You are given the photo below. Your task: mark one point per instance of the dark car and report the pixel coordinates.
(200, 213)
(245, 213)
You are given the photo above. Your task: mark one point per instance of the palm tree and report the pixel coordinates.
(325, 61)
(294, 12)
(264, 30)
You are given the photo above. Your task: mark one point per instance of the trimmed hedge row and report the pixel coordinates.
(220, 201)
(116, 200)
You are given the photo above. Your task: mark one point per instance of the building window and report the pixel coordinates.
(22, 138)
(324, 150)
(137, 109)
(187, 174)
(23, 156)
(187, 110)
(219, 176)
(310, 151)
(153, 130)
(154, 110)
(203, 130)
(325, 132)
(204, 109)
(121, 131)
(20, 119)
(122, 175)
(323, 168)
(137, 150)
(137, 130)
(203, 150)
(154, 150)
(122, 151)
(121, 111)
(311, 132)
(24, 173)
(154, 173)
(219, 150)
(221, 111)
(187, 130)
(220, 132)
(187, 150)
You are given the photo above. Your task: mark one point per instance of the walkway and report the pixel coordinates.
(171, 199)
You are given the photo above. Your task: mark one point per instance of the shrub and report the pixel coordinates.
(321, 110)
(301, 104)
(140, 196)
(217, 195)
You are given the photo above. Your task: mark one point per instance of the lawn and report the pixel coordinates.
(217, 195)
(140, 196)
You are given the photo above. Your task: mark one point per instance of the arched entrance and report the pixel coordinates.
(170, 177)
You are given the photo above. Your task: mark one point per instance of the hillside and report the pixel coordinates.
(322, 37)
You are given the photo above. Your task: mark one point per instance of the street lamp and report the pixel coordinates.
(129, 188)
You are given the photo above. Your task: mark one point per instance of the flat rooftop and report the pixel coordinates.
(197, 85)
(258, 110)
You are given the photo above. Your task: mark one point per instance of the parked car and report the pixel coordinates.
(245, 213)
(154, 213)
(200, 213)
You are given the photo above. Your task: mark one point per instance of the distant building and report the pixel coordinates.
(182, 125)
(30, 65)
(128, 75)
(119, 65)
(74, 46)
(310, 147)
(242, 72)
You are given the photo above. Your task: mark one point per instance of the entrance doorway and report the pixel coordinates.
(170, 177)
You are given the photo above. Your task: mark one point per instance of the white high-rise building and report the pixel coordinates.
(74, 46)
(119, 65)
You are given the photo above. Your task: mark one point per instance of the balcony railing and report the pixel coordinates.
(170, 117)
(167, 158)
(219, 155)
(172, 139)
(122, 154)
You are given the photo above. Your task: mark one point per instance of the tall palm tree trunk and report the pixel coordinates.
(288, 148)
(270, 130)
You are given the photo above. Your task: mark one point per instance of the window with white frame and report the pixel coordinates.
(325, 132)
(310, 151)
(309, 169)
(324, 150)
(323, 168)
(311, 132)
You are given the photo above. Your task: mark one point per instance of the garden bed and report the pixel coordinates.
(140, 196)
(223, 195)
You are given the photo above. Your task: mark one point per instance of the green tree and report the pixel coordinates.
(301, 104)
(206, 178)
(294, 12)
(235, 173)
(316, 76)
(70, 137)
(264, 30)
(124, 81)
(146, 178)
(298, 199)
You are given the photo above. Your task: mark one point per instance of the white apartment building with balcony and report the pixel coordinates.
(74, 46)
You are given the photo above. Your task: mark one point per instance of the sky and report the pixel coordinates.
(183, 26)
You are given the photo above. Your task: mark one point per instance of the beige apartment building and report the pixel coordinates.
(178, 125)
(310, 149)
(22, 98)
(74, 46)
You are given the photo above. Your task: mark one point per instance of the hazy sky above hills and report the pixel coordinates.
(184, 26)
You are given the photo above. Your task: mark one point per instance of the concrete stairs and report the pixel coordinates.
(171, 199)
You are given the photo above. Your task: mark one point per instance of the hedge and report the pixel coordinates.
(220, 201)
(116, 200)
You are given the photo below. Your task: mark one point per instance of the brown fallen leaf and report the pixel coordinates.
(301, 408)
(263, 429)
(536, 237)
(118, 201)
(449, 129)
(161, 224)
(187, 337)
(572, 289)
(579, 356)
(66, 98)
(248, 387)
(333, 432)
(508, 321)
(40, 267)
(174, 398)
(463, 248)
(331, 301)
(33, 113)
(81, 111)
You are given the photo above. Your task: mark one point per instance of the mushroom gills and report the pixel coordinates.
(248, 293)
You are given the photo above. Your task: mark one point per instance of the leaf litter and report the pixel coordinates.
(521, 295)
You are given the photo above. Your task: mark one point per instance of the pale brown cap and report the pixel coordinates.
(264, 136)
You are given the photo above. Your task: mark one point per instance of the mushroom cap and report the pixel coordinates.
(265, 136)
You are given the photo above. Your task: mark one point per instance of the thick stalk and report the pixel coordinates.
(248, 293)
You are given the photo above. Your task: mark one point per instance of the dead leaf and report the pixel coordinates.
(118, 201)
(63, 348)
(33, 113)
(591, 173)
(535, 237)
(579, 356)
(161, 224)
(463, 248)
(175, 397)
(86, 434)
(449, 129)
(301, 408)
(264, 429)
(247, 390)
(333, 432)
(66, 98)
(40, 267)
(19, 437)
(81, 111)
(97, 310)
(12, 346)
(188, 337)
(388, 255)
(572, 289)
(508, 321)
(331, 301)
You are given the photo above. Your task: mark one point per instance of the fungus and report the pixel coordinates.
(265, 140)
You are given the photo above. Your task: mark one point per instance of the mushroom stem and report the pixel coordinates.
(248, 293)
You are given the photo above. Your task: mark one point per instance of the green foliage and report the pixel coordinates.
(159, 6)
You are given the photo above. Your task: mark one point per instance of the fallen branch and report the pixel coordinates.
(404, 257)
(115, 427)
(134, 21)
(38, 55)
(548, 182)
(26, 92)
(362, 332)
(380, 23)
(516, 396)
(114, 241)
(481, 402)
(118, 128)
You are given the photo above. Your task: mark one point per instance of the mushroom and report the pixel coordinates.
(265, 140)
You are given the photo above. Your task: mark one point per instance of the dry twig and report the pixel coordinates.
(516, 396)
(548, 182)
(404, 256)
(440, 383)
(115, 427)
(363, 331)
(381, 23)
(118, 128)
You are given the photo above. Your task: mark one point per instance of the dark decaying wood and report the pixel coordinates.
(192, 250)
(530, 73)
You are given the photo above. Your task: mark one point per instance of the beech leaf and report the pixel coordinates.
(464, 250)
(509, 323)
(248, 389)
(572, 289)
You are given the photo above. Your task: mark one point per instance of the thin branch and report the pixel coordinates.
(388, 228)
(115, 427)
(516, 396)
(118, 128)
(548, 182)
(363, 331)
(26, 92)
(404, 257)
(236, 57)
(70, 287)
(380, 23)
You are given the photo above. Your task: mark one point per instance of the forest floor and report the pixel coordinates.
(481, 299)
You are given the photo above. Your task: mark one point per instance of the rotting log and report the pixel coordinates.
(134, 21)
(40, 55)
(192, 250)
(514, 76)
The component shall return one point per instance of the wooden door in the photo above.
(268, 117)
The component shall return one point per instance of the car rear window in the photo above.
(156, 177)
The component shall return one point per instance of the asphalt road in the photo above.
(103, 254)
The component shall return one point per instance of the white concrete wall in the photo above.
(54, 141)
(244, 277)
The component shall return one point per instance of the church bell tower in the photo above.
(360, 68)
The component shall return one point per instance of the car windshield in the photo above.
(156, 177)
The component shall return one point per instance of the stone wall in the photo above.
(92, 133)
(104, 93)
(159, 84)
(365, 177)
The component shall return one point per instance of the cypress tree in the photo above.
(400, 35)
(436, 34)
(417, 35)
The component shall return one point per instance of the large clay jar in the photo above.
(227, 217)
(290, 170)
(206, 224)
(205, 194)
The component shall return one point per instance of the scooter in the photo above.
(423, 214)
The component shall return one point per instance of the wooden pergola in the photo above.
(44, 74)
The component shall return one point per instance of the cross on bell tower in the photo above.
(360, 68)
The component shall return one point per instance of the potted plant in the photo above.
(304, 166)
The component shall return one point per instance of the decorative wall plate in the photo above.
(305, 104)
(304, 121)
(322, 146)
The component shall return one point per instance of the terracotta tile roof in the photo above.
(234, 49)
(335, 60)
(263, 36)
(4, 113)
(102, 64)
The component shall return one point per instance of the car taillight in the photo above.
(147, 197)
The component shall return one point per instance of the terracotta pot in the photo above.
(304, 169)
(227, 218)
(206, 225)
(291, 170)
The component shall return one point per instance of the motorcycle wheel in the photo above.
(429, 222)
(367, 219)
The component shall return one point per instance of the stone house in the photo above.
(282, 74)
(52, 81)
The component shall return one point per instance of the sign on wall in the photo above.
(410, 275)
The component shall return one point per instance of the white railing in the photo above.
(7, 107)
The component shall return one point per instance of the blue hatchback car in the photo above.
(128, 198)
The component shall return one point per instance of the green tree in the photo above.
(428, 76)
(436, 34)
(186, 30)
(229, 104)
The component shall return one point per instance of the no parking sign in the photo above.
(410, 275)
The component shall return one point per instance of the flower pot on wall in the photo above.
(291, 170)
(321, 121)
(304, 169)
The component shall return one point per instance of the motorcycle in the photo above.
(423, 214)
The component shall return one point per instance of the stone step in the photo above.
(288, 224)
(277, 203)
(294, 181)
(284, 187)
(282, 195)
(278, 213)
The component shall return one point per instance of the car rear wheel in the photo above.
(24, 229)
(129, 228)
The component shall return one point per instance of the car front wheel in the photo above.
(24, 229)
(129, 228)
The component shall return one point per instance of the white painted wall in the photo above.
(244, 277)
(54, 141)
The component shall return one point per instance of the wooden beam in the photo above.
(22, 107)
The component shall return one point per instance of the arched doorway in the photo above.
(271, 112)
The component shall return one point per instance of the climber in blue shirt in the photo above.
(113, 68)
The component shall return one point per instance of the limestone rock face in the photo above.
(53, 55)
****
Beginning at the line that holds "The component shall return one point per instance of the flower", reproduce each line of the records above down to and including the last one.

→ Response to the task
The component shall return one point per instance of the flower pot on wall in the photo above.
(291, 170)
(321, 121)
(304, 169)
The component shall return one point per instance of the motorcycle in the photo above.
(423, 214)
The component shall return one point per instance of the stone step in the photo above.
(288, 224)
(277, 203)
(294, 181)
(284, 187)
(282, 195)
(278, 213)
The component shall return one point per instance of the car rear wheel in the photo above.
(24, 229)
(129, 228)
The component shall return one point per instance of the car front wheel in the photo above.
(24, 229)
(129, 228)
The component shall return one point per instance of the white painted wall in the photo above.
(244, 277)
(54, 141)
The component shall return one point per instance of the wooden beam in the photo above.
(22, 107)
The component shall return one point per instance of the arched doorway in the photo above.
(271, 112)
The component shall return one point per instance of the climber in blue shirt in the photo above.
(113, 68)
The component shall return one point per instance of the limestone rock face in the photo above.
(53, 55)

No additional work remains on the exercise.